■ Brano da leggere:
# Resident Evil 3



## Ronaldinho_89 (18 Novembre 2013)

Lo sto rigiocando per PC; immenso. Mette un ansia e una paura incredibile! Il miglior gioco della saga, forse il miglior gioco Horror.

La parte sui ragni giganti ogni volta che la faccio mi fa sempre una cosa nello stomaco.


----------



## Fabriman94 (18 Novembre 2013)

Secondo me a livello di paura gli sono superiori i primi due, comunque si, gli horror dell'epoca te la facevano fare addosso, ora invece c'è veramente poco di interessante nel genere.


----------



## Toby rosso nero (19 Novembre 2013)

Indimenticabile il buon Nemesis e la sua frase che tormenta dall'inizio alla fine

...S-T-A-R-S....


----------



## Lorenzo 89 (19 Novembre 2013)

■ Record forniti:
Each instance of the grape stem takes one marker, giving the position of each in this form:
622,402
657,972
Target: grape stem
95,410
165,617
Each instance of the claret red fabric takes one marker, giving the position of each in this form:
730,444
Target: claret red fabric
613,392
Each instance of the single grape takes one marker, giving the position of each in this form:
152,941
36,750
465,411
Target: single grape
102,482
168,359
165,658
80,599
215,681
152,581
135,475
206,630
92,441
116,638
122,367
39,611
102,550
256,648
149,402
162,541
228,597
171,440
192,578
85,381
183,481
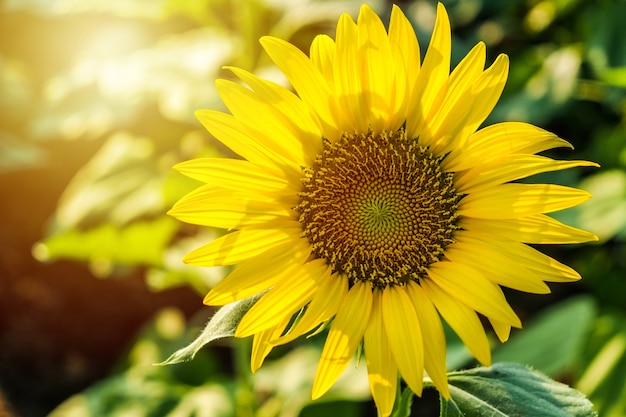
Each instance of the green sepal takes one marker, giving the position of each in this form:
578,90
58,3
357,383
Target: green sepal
404,400
222,324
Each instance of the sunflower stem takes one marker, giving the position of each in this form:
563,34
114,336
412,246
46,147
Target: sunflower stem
244,396
404,400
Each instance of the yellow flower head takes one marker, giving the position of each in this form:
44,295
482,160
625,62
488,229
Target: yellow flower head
370,198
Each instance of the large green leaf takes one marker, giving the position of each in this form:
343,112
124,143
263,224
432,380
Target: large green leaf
507,390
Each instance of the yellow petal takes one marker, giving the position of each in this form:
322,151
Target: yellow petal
538,265
381,85
216,207
305,78
343,338
434,338
454,111
431,86
516,200
406,55
405,336
382,371
303,132
510,168
502,330
532,229
496,264
261,345
347,77
284,299
231,173
259,274
462,319
474,290
322,55
266,123
324,305
236,137
239,246
499,140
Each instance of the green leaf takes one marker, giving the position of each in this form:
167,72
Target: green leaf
139,243
560,342
402,407
603,380
222,324
508,389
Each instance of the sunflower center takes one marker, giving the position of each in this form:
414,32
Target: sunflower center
378,207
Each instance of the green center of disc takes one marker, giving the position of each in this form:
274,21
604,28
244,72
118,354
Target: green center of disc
378,207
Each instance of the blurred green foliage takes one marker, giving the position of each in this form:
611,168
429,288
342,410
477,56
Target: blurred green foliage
128,75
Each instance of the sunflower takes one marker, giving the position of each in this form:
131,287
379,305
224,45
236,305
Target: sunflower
369,202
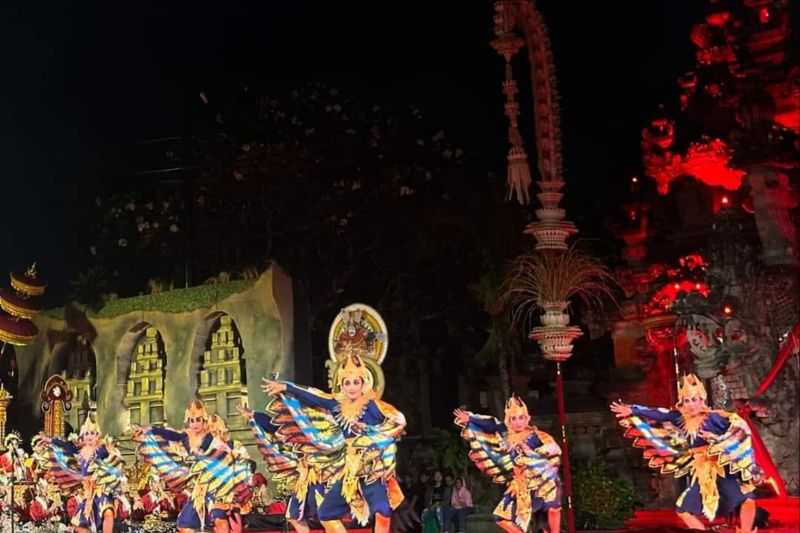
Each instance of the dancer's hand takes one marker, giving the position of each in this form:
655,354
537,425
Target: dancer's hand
245,411
273,388
462,416
709,437
138,433
621,410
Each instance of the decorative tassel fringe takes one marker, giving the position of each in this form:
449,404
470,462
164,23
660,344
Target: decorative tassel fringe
519,175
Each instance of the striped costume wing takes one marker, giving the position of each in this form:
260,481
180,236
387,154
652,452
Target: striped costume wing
309,430
487,450
282,461
225,475
161,455
665,449
62,467
542,473
108,473
734,449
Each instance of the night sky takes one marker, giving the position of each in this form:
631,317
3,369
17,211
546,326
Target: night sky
80,80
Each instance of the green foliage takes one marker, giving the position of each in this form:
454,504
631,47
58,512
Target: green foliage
174,301
602,501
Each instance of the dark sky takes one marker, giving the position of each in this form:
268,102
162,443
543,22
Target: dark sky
78,79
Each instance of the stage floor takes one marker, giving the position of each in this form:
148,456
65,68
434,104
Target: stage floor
784,517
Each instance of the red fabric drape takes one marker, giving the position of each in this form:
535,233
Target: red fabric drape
790,347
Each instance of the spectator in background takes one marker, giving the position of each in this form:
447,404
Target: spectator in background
461,504
419,492
434,495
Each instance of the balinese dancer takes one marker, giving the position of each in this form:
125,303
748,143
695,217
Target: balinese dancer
711,447
219,479
352,422
13,461
522,457
306,475
94,468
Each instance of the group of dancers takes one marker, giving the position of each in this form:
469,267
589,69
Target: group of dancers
338,452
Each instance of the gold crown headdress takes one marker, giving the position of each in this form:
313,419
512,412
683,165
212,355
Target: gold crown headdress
89,426
217,427
197,409
690,385
515,406
12,436
354,367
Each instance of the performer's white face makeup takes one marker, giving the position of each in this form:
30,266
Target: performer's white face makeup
90,438
353,388
519,422
196,424
693,405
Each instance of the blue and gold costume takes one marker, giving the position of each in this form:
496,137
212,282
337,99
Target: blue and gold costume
526,462
357,436
306,474
97,481
219,478
712,449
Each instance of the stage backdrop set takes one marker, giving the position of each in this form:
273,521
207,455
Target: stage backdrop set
147,356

■ Compito breve 1: Trascrivi i record partendo dalla riga che contiene "Each instance of the green foliage" e arrivando fino all'ultima riga dei record, includendo entrambe le estremità.
■ Compito breve 2: Scrivi il seguito della discussione del forum su Resident Evil 3, riprendendo subito dopo l'ultima riga mostrata.
Il brano sulla discussione e i record sono materiali distinti tra loro.

■ Risultato 1:
Each instance of the green foliage takes one marker, giving the position of each in this form:
454,504
631,47
58,512
Target: green foliage
174,301
602,501
Each instance of the dark sky takes one marker, giving the position of each in this form:
268,102
162,443
543,22
Target: dark sky
78,79
Each instance of the stage floor takes one marker, giving the position of each in this form:
148,456
65,68
434,104
Target: stage floor
784,517
Each instance of the red fabric drape takes one marker, giving the position of each in this form:
535,233
Target: red fabric drape
790,347
Each instance of the spectator in background takes one marker, giving the position of each in this form:
447,404
Target: spectator in background
461,504
419,492
434,495
Each instance of the balinese dancer takes one marker, giving the position of each in this form:
125,303
748,143
695,217
Target: balinese dancer
711,447
219,479
352,422
13,461
522,457
306,475
94,468
Each instance of the group of dancers takes one marker, giving the position of each in this form:
469,267
589,69
Target: group of dancers
338,452
Each instance of the gold crown headdress takes one marker, giving the position of each in this form:
313,419
512,412
683,165
212,355
Target: gold crown headdress
89,426
217,427
197,409
690,385
515,406
12,436
354,367
Each instance of the performer's white face makeup takes one marker, giving the position of each in this form:
30,266
Target: performer's white face makeup
90,438
353,388
519,422
196,424
693,405
Each instance of the blue and gold costume takes one marker, giving the position of each in this form:
496,137
212,282
337,99
Target: blue and gold costume
526,462
357,436
306,474
97,481
219,478
712,449
Each instance of the stage backdrop set takes one marker, giving the position of each in this form:
273,521
207,455
Target: stage backdrop set
147,356

■ Risultato 2:
Bello si, ma per me il gioco più spaventoso a cui abbia mai giocato è Silent Hill 1!


----------



## juventino (21 Novembre 2013)

Lo ricordo sempre con affetto perché è stato il gioco che mi ha "svezzato" nel survival horror 
Il pezzo che mi faceva più paura era quello nella centrale di polizia.


----------



## vota DC (21 Novembre 2013)

L'unico Resident Evil a cui ho giocato nel quale avevo la sensazione di esplorare una città.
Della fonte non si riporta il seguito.